#### SOURCE DOCUMENT:
Coleman’s philanthropy traces back to her sophomore year of high school in 2001. She started a project called “Celestial Products” because she was obsessed with the Earth-saving anime character Sailor Moon. Over two years, she raised $100,000, most of which went to causes related to those affected by the September 11th terrorist attacks.
In addition to charity, a passion for education drives Coleman.
After a decade-long journey involving colleges in Boston, Hawaii and California, she finally graduated from Temple University in 2014 with degrees in history and education. She said she knew she wanted to teach high school even before she attended. Coleman worked briefly for a charter school in Philadelphia, but decided an educational nonprofit might fit her better.
She rarely says no to a new project. She’d also like to start a summer camp for LGBT adults and tossed off an idea for a show called “The Queer Housewives of Philadelphia.”
“Being in Philadelphia, I finally got to settle into myself,” Coleman said. “Here is where I became part of the community.”
She makes friends fast, said Christen Landtroop, a recent transplant from Dallas.
“My friend asked me what I was doing tonight,” Landtroop said last Wednesday. “I said, ‘I’m going to see my therapist.’ She said, ‘I didn’t know you were in therapy.’ And I said, ‘Well she’s a bartender, but I think she’s my friend.’”
Landtroop and Coleman met earlier this month at Tavern and bonded over a love of education. Landtroop worked as a teacher in Texas. But she wanted a change before her 30th birthday in July. Now the woman with a double nose ring and Xena Warrior Princess hair finds herself at home in South Philly.
Coleman says getting people into conversations makes her love her job. But she returns the favor with her own stories. She would be the first to tell someone that her path to Philadelphia, where she arrived in 2010, is interesting — here, she raises her eyebrows.

#### EXTRACTED DATA:
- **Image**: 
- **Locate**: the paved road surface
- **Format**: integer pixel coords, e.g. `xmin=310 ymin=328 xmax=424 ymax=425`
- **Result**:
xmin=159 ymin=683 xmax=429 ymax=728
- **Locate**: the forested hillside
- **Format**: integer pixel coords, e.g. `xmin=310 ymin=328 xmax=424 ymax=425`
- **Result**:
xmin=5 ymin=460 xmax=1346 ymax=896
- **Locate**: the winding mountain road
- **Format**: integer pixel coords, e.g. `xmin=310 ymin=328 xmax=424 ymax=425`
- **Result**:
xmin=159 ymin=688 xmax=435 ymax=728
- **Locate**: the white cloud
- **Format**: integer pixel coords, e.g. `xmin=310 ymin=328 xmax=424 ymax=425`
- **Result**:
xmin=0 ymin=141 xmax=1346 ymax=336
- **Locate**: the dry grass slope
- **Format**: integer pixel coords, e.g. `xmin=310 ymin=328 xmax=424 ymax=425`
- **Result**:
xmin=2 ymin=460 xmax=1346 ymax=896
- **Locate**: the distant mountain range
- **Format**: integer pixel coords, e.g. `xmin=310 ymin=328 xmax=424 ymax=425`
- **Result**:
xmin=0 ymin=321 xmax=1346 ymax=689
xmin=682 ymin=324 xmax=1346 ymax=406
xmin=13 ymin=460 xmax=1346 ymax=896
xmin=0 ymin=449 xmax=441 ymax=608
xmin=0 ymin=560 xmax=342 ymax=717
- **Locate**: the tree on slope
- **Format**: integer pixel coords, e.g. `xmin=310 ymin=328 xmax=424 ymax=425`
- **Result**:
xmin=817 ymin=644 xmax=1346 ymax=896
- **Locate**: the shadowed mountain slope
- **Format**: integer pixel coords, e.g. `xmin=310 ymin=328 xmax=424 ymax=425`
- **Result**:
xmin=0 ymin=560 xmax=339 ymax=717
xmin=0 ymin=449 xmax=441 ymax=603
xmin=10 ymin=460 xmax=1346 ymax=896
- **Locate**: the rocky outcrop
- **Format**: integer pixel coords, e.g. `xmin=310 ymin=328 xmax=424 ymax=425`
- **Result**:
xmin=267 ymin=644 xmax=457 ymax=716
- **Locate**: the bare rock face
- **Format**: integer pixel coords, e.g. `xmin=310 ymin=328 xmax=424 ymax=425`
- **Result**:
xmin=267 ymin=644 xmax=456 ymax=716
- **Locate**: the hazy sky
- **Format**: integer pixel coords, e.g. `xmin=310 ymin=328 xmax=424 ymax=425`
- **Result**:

#### THE PROBLEM:
Pick up the profile of Coleman after its last sentence and keep writing. The material comes from a source separate from the profile of Coleman.

#### EXERCISE RESPONSE:
A few years after her funding dried up at Berklee College of Music, Coleman transferred to Chaminade University of Honolulu, which started as a teaching college for indigenous women. She had a moment of crisis when she found out the university only certified teachers through middle school, not high school.
“It was a real dilemma,” Coleman said. “Should I be in the place I want to be in or do the thing I want to do? I got on a conference call with five of my best girlfriends, who lived all over the country at the time. One said, ‘Why don’t we go back to Philadelphia and figure out our lives?’”
They hung out at Sisters, the lesbian bar that closed in 2013, and made a pact to move to the city together in three years.
Life had some more twists planned for Coleman. She moved to Santa Barbara, Calif., with one girlfriend then to Los Angeles with another. There, she found herself in an abusive relationship.
“One night, she was kicking me in the back of the head,” Coleman said. “I was crouched down. My nose started dripping blood. I realized it was internal bleeding. She left and I knew she went to get her gun. I literally ran out the door with just my purse and my shoes. A friend picked me up on the corner of Crenshaw and Pico.
“I called my friends a year later and said, ‘It’s time we move back to Philadelphia.’ Now it’s amazing to have this circle of strong women here. Most of us are queer. Some of us are straight. We have, like, one of those.”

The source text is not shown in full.